━━━ Dataset entries

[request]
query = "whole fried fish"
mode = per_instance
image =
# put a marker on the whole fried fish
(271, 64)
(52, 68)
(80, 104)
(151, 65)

━━━━━━

Rewrite the material with every "fried" swapped for "grilled", and leave everything else as it is.

[request]
query = "whole grilled fish"
mode = per_instance
image =
# put a marker on the whole grilled fish
(271, 64)
(52, 68)
(80, 104)
(151, 65)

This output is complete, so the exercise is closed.